Required action:
Count every line below that holds "sign". The answer is the number alone.

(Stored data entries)
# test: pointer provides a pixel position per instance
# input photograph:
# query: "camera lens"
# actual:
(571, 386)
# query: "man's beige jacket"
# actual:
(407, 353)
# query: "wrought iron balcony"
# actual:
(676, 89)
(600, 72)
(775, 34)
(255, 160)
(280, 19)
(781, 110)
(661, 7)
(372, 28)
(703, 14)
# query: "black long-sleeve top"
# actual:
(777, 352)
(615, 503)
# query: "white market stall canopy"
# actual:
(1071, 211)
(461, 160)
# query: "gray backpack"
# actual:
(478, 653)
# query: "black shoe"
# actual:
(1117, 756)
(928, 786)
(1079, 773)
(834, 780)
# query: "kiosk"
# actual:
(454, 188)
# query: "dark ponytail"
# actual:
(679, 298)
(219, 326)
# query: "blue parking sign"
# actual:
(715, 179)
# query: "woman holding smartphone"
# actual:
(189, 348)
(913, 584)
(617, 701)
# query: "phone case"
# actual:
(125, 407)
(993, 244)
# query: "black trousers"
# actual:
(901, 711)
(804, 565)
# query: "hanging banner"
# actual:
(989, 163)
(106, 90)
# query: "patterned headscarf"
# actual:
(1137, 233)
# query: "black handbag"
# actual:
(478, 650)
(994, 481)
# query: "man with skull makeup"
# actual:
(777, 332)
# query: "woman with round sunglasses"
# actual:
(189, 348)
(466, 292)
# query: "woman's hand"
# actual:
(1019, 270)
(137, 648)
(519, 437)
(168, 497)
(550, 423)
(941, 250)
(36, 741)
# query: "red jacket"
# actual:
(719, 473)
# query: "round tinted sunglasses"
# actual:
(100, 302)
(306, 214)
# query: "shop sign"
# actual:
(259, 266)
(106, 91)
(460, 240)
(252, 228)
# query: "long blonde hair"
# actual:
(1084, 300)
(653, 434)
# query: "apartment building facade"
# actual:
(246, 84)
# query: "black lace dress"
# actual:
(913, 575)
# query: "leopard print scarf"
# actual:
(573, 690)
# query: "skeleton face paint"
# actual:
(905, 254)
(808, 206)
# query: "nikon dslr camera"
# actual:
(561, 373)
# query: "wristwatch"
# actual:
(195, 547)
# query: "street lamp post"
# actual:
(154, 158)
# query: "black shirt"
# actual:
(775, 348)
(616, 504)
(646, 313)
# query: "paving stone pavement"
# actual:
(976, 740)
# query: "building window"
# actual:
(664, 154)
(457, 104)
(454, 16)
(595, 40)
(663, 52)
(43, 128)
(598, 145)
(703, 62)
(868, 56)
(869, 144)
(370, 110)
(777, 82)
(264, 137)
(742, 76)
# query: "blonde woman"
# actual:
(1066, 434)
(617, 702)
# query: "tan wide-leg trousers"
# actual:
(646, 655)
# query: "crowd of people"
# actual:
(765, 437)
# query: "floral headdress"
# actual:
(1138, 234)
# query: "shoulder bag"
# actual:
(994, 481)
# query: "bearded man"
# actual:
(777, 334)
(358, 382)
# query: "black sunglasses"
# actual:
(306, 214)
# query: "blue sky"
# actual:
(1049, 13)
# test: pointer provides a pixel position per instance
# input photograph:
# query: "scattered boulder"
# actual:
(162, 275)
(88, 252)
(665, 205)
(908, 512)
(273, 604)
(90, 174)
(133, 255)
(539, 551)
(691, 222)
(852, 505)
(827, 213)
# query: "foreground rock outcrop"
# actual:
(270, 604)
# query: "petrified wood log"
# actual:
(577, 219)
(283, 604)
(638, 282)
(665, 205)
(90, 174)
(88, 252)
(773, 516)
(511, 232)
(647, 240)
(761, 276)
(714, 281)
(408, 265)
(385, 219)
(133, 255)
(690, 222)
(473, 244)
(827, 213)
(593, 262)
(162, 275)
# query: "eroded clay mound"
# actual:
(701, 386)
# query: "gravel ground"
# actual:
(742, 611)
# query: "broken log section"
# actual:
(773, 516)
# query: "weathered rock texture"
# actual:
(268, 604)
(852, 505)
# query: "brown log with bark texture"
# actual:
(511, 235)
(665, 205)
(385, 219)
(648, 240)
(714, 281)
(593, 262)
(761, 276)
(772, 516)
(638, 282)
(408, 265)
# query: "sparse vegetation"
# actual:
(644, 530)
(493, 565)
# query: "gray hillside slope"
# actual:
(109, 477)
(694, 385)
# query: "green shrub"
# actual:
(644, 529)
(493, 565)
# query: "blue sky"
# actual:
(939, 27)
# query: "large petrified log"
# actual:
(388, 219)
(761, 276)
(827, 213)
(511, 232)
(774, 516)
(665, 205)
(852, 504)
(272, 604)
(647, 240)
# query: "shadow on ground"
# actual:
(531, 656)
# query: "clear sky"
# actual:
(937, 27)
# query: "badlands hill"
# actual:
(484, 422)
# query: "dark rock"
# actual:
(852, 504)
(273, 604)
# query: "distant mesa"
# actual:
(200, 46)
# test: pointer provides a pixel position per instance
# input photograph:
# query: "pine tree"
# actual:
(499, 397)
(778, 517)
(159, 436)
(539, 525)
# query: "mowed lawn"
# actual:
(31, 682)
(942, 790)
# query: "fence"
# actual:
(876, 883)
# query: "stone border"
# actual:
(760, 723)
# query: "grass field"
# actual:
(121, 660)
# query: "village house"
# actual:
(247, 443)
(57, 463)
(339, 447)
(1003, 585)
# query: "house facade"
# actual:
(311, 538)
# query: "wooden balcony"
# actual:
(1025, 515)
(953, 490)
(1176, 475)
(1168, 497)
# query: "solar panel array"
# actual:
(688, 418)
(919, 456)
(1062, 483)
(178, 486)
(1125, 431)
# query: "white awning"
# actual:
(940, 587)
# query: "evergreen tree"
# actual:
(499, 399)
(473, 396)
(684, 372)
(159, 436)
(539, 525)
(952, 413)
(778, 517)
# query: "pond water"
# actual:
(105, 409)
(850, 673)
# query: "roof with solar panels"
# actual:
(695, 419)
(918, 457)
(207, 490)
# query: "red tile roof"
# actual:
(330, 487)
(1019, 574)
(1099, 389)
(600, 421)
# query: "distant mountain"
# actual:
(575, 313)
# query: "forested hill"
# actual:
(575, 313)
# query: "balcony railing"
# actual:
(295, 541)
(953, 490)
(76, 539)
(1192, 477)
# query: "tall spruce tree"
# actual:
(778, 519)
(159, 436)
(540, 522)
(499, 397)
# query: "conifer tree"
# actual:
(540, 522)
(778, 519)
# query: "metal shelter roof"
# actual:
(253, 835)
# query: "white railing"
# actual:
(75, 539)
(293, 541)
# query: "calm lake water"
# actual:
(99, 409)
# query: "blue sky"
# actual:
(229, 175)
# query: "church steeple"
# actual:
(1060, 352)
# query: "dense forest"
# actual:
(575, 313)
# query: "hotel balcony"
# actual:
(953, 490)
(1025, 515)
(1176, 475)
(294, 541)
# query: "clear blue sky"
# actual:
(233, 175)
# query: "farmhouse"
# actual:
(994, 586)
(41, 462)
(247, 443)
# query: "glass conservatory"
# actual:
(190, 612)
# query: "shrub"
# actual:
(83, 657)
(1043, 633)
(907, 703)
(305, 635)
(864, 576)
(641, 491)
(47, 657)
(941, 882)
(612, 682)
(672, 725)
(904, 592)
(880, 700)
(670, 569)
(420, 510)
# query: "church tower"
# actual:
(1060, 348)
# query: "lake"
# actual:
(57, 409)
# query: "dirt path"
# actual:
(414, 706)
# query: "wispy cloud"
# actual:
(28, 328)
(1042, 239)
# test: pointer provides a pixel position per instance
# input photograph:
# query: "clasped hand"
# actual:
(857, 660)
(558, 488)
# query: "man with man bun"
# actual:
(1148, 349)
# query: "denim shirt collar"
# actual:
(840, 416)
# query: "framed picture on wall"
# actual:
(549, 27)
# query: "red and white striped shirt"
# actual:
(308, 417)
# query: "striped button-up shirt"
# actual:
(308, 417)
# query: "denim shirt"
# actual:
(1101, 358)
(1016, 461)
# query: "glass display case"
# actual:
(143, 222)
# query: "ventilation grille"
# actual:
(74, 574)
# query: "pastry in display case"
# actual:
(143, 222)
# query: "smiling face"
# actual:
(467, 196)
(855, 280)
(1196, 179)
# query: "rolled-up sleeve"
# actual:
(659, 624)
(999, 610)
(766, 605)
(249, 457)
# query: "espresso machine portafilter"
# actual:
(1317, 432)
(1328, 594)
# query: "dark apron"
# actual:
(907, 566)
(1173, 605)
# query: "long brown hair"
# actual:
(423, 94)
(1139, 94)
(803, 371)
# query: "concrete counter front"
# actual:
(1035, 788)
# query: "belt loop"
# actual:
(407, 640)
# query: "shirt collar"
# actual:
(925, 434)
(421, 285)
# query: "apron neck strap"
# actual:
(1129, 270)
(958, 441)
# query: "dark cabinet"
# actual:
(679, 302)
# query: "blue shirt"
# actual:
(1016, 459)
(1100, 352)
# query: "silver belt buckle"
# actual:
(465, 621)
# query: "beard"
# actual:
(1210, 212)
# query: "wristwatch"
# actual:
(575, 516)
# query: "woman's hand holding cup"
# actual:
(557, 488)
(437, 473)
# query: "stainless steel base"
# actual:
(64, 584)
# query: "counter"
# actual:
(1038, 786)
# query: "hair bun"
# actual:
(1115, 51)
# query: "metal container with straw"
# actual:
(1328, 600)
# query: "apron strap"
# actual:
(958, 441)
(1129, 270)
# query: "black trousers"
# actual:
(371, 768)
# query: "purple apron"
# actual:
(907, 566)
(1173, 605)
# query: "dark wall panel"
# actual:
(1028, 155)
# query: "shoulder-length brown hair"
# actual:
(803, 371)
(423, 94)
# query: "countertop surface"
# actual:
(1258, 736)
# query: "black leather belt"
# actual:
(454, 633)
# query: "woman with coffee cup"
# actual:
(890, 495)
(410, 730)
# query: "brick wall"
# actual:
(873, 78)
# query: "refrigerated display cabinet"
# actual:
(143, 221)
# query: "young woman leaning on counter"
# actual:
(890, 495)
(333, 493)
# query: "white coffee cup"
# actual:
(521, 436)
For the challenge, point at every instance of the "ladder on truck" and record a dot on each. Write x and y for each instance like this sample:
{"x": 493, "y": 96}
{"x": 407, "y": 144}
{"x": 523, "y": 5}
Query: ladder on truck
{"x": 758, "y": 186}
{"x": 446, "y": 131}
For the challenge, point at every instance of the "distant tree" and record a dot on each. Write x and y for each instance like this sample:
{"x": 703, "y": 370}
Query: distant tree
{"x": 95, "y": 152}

Exercise response:
2